Records in a dataset:
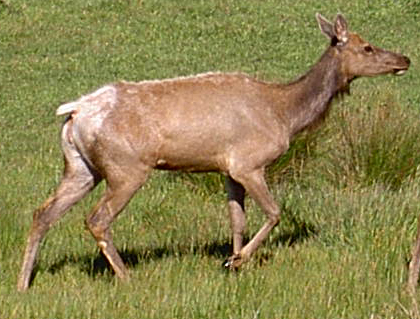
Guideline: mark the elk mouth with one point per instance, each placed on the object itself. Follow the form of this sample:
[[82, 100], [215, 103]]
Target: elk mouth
[[400, 71]]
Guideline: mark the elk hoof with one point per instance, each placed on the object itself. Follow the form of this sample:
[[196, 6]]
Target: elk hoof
[[233, 262]]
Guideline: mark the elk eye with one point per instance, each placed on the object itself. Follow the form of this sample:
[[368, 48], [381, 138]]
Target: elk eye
[[368, 49]]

REQUIREMENT: Output every line of the records exactly as they appear, without the pictures.

EXERCISE ANSWER:
Guideline: mark the elk mouth with one point per instance, each placed on the object itself. Follow the form of this sample:
[[82, 100], [215, 103]]
Target: elk mouth
[[400, 71]]
Guideline: mark the elk hoof with one point per instance, each placed on the object itself. Follow the form of this sample:
[[196, 6]]
Target: elk hoof
[[233, 262]]
Guideline: mark the elk eye with one point per instance, each placed on the object itself. Follow the form of this sample:
[[368, 48], [381, 138]]
Target: elk eye
[[368, 49]]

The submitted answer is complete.